Saved data entries:
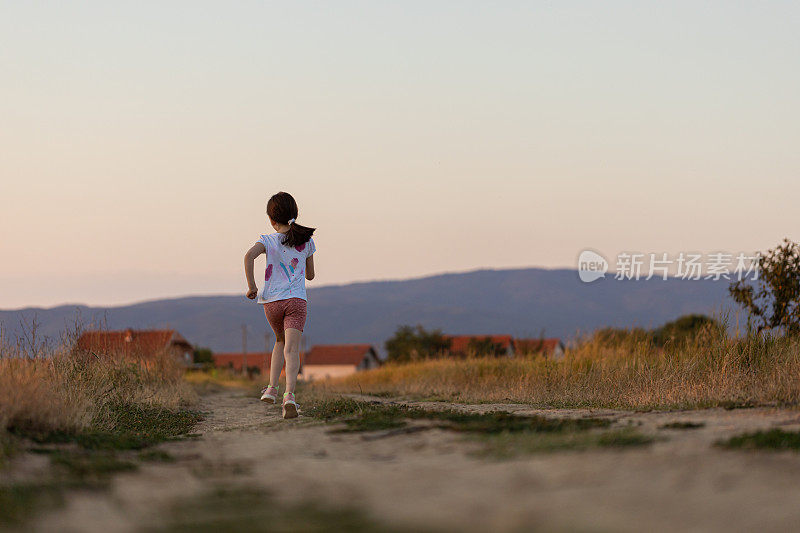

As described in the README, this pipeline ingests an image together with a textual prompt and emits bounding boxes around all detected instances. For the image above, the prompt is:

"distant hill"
[0,268,735,354]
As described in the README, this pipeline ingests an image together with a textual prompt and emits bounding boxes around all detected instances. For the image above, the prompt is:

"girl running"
[244,191,316,419]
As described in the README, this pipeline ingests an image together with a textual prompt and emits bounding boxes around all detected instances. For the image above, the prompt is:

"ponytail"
[266,191,316,248]
[282,220,315,248]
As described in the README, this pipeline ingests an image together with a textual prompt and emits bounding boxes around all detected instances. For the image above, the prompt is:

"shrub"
[730,238,800,334]
[0,337,196,437]
[385,325,451,362]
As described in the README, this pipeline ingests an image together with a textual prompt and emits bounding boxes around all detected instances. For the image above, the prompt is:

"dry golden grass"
[184,368,261,392]
[312,326,800,410]
[0,344,196,436]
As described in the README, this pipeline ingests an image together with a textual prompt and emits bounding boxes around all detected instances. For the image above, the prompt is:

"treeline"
[590,314,720,348]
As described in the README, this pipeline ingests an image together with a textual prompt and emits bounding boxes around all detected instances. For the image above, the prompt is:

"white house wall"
[301,364,358,381]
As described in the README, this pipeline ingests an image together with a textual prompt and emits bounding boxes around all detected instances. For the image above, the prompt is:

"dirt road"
[30,389,800,532]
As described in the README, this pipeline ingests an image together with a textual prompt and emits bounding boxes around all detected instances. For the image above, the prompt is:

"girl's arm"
[244,243,266,299]
[305,255,315,281]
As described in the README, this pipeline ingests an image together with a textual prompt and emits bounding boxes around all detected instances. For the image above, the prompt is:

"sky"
[1,1,799,309]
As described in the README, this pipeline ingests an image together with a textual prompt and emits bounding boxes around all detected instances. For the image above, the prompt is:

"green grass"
[304,397,611,434]
[659,421,705,430]
[304,396,655,457]
[155,486,399,533]
[49,450,137,480]
[2,402,202,527]
[12,403,202,451]
[475,427,655,458]
[0,431,15,467]
[0,483,64,526]
[718,428,800,451]
[139,450,176,463]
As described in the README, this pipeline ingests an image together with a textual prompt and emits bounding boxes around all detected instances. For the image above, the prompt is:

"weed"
[718,428,800,451]
[191,459,253,479]
[12,403,202,451]
[1,451,135,526]
[659,421,705,430]
[0,329,202,528]
[87,402,202,449]
[304,396,650,457]
[308,329,800,410]
[49,450,137,481]
[0,431,15,467]
[155,485,399,533]
[475,428,654,458]
[595,428,655,447]
[139,450,175,462]
[0,347,197,438]
[304,397,611,435]
[302,396,368,421]
[417,409,610,434]
[0,483,63,526]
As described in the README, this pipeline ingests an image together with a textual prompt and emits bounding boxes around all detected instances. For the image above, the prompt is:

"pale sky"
[1,1,798,309]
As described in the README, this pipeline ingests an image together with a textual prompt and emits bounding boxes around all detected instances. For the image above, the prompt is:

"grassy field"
[310,326,800,410]
[0,334,201,526]
[0,349,196,438]
[4,322,800,529]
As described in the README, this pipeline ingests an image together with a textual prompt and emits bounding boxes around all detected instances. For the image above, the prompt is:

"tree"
[651,314,719,346]
[589,314,718,348]
[193,347,214,365]
[385,325,451,362]
[466,337,506,357]
[729,239,800,335]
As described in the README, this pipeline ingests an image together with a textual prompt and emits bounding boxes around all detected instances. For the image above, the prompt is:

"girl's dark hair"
[266,191,315,248]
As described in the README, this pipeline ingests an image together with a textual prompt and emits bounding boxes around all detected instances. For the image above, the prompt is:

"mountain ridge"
[0,267,734,354]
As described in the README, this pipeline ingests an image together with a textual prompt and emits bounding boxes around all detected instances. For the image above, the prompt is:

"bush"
[652,314,720,347]
[0,341,196,438]
[193,348,214,365]
[385,325,451,362]
[588,314,719,349]
[466,337,507,357]
[730,238,800,334]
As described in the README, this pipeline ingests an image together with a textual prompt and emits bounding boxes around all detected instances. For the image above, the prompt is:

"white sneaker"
[260,385,279,403]
[282,392,298,419]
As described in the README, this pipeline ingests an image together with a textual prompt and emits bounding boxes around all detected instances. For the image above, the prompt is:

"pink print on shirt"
[265,264,273,281]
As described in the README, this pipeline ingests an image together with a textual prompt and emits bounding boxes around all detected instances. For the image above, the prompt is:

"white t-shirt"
[256,233,316,304]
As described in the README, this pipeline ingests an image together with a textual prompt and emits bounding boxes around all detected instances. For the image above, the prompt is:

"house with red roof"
[212,352,270,373]
[444,335,515,357]
[514,338,565,359]
[75,329,194,365]
[300,344,381,381]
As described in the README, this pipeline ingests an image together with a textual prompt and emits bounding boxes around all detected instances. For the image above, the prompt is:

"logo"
[578,250,609,283]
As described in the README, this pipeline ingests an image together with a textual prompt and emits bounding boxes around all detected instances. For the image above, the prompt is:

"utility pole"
[241,324,248,376]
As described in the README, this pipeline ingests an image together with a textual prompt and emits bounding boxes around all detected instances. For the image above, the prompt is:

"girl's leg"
[283,328,302,393]
[269,335,285,387]
[263,303,286,388]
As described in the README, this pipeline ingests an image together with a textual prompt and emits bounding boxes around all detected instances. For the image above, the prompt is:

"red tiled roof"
[514,338,563,354]
[76,329,190,357]
[445,335,514,354]
[212,352,270,371]
[303,344,375,366]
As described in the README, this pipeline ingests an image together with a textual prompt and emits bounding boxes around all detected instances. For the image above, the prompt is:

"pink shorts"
[263,298,307,334]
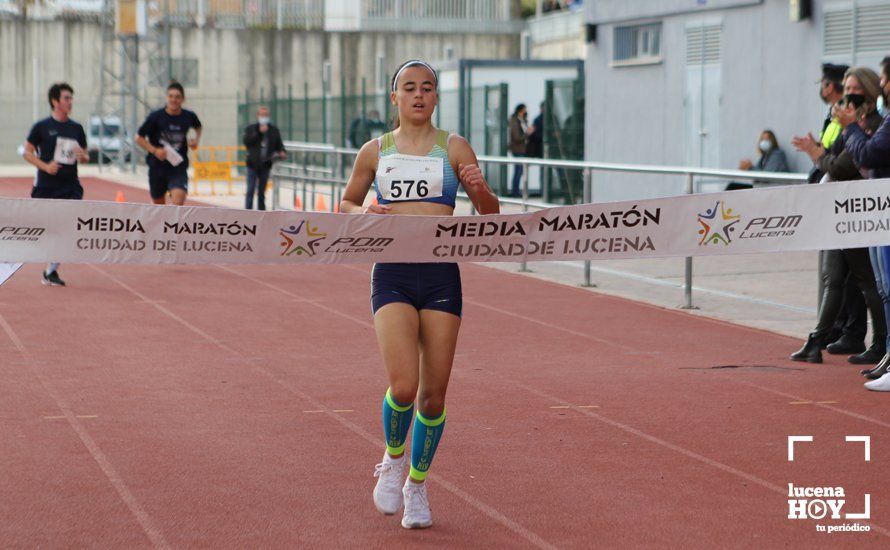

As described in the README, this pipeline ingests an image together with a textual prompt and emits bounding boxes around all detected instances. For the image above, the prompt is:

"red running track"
[1,177,889,548]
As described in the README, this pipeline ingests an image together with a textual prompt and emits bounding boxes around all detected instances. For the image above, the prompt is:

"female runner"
[340,59,500,529]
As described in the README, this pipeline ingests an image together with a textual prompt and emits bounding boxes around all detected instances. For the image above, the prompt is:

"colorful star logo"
[697,201,741,246]
[280,221,327,257]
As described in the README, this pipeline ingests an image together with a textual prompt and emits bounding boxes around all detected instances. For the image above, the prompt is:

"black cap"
[822,63,849,83]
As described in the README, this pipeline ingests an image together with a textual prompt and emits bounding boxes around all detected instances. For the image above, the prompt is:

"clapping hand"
[791,133,820,154]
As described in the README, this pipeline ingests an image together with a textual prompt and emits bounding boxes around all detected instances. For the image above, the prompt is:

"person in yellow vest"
[788,63,867,359]
[792,63,848,182]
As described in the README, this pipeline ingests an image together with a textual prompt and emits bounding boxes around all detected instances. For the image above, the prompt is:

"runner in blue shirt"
[135,82,202,205]
[22,83,89,287]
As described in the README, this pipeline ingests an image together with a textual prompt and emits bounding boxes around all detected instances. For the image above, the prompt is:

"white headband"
[391,61,438,92]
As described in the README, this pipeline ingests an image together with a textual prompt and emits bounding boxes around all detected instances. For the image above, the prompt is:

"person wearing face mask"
[242,106,286,210]
[838,57,890,389]
[790,63,865,359]
[739,130,790,173]
[790,67,887,367]
[811,63,850,180]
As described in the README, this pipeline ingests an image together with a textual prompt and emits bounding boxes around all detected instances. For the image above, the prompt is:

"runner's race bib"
[376,154,443,201]
[161,140,184,167]
[53,137,78,165]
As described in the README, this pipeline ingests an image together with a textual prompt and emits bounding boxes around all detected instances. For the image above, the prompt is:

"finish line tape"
[2,179,889,266]
[0,262,22,285]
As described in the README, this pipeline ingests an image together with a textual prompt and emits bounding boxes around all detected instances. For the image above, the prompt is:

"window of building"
[685,24,722,66]
[612,22,662,66]
[824,1,890,59]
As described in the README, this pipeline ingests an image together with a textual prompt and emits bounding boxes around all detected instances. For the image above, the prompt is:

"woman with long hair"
[791,67,887,365]
[340,60,500,529]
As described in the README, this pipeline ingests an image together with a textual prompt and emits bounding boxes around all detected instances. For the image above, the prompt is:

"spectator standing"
[508,103,530,197]
[793,63,865,355]
[527,102,545,159]
[838,57,890,388]
[810,63,850,182]
[791,67,887,365]
[243,106,286,210]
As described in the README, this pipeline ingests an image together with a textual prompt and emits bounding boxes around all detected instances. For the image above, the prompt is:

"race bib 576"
[376,154,444,201]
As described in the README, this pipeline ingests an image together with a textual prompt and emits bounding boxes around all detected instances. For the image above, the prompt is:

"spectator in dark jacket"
[527,102,545,159]
[791,67,887,366]
[508,103,531,197]
[838,57,890,388]
[242,106,285,210]
[793,64,864,355]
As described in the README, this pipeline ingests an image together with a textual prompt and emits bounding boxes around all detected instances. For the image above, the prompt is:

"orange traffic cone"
[115,191,126,203]
[294,196,303,211]
[315,194,327,212]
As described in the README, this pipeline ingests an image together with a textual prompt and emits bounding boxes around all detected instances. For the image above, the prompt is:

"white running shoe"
[864,371,890,391]
[401,479,433,529]
[373,453,406,515]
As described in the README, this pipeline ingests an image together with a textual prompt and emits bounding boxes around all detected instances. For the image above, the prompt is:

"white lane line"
[96,264,558,550]
[0,312,171,549]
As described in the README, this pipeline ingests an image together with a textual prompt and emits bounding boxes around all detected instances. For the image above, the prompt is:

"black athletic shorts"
[31,181,83,200]
[148,166,188,200]
[371,263,462,318]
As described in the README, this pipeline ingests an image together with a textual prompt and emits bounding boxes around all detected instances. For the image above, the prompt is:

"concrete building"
[524,3,585,59]
[584,0,890,202]
[0,0,522,162]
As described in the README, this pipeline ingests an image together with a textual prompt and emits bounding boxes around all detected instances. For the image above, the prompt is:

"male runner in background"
[23,82,89,287]
[135,81,202,205]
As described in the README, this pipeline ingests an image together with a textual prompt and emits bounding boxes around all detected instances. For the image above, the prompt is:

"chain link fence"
[236,75,584,201]
[543,77,584,203]
[237,80,511,189]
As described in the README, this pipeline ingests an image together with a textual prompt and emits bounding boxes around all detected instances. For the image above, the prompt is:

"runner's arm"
[22,142,57,175]
[448,135,500,215]
[190,126,202,149]
[135,135,166,161]
[340,140,390,214]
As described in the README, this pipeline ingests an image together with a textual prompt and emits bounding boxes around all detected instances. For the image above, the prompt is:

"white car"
[87,116,129,163]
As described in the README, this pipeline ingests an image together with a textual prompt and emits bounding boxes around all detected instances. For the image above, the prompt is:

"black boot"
[823,328,845,349]
[791,333,823,363]
[862,353,890,379]
[826,334,866,355]
[848,343,886,365]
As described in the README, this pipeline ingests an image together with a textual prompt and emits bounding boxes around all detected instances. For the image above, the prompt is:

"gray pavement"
[2,163,837,346]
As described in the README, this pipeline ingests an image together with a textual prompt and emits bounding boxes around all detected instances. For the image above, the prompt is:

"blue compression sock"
[409,409,446,482]
[382,388,414,456]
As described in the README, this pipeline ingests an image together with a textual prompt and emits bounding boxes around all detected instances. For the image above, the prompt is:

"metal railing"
[273,141,809,309]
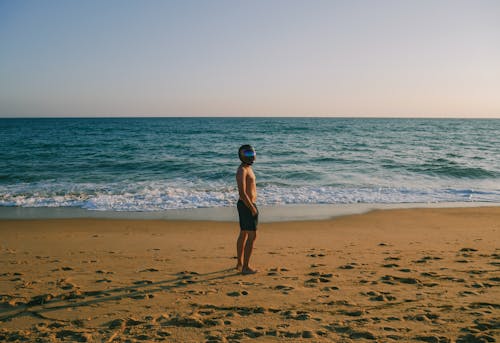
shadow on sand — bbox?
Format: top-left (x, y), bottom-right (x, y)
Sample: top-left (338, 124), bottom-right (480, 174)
top-left (0, 268), bottom-right (239, 322)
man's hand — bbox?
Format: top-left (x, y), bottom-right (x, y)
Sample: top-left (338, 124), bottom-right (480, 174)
top-left (251, 206), bottom-right (258, 217)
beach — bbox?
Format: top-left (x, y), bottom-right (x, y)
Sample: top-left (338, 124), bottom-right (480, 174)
top-left (1, 206), bottom-right (499, 342)
top-left (3, 1), bottom-right (500, 341)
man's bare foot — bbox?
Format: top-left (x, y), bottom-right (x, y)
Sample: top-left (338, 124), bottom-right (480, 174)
top-left (241, 267), bottom-right (258, 275)
top-left (235, 263), bottom-right (242, 271)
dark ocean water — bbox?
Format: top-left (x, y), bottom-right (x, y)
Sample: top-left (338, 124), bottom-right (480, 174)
top-left (1, 118), bottom-right (499, 210)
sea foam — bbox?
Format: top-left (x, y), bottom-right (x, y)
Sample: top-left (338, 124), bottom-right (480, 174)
top-left (1, 181), bottom-right (498, 211)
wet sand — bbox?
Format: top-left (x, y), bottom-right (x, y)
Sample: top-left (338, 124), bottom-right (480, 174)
top-left (1, 207), bottom-right (499, 342)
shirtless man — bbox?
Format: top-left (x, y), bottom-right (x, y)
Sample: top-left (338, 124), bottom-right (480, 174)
top-left (235, 144), bottom-right (258, 275)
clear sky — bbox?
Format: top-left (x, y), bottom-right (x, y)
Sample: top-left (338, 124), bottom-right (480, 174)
top-left (1, 0), bottom-right (499, 117)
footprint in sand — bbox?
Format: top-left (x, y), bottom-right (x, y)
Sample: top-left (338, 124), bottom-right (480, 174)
top-left (237, 328), bottom-right (264, 339)
top-left (57, 278), bottom-right (77, 290)
top-left (459, 290), bottom-right (479, 297)
top-left (273, 284), bottom-right (294, 294)
top-left (404, 313), bottom-right (440, 323)
top-left (440, 275), bottom-right (465, 283)
top-left (267, 267), bottom-right (289, 276)
top-left (326, 324), bottom-right (376, 339)
top-left (339, 263), bottom-right (357, 270)
top-left (459, 318), bottom-right (499, 341)
top-left (133, 280), bottom-right (153, 285)
top-left (321, 286), bottom-right (340, 291)
top-left (55, 330), bottom-right (93, 342)
top-left (229, 327), bottom-right (318, 340)
top-left (382, 263), bottom-right (400, 268)
top-left (414, 335), bottom-right (450, 342)
top-left (457, 333), bottom-right (496, 343)
top-left (306, 269), bottom-right (335, 288)
top-left (96, 278), bottom-right (112, 283)
top-left (186, 289), bottom-right (208, 295)
top-left (174, 273), bottom-right (198, 285)
top-left (460, 247), bottom-right (478, 252)
top-left (25, 293), bottom-right (55, 306)
top-left (309, 271), bottom-right (334, 283)
top-left (361, 290), bottom-right (397, 302)
top-left (125, 317), bottom-right (145, 326)
top-left (414, 256), bottom-right (443, 264)
top-left (164, 313), bottom-right (222, 328)
top-left (283, 330), bottom-right (316, 339)
top-left (381, 275), bottom-right (422, 286)
top-left (307, 253), bottom-right (325, 258)
top-left (130, 292), bottom-right (154, 299)
top-left (156, 329), bottom-right (171, 338)
top-left (420, 271), bottom-right (440, 278)
top-left (306, 248), bottom-right (327, 258)
top-left (95, 270), bottom-right (114, 275)
top-left (384, 256), bottom-right (401, 261)
top-left (205, 332), bottom-right (226, 343)
top-left (310, 263), bottom-right (326, 268)
top-left (467, 302), bottom-right (500, 310)
top-left (423, 282), bottom-right (439, 287)
top-left (104, 318), bottom-right (125, 330)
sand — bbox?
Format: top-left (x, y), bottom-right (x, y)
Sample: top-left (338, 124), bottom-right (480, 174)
top-left (0, 207), bottom-right (499, 342)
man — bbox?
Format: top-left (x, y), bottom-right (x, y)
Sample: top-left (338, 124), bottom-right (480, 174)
top-left (235, 144), bottom-right (258, 275)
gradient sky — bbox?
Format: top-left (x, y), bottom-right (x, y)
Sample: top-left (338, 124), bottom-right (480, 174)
top-left (1, 0), bottom-right (499, 117)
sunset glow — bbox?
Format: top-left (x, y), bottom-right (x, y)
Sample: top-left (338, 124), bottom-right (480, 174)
top-left (1, 0), bottom-right (499, 117)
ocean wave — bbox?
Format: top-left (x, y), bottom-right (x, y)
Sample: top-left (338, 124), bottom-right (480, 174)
top-left (1, 181), bottom-right (498, 211)
top-left (407, 158), bottom-right (499, 179)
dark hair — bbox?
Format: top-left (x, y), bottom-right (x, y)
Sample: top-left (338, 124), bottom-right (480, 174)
top-left (238, 144), bottom-right (256, 165)
top-left (239, 144), bottom-right (253, 155)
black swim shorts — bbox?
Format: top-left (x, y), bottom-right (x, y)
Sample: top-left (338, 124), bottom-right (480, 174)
top-left (237, 200), bottom-right (258, 231)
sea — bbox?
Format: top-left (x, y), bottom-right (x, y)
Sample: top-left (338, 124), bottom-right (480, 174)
top-left (1, 118), bottom-right (499, 212)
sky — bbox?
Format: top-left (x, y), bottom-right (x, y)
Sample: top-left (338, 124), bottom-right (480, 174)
top-left (0, 0), bottom-right (499, 118)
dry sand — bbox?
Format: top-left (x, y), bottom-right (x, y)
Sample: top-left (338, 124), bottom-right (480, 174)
top-left (0, 207), bottom-right (499, 342)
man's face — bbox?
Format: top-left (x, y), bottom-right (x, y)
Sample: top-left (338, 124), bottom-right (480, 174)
top-left (243, 149), bottom-right (256, 164)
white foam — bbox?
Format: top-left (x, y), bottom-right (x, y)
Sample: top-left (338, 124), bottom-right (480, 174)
top-left (0, 180), bottom-right (499, 211)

TASK:
Every line above that includes the word "ocean" must appear in the answer.

ANSWER SECTION:
dark ocean water — bbox?
ocean wave — bbox?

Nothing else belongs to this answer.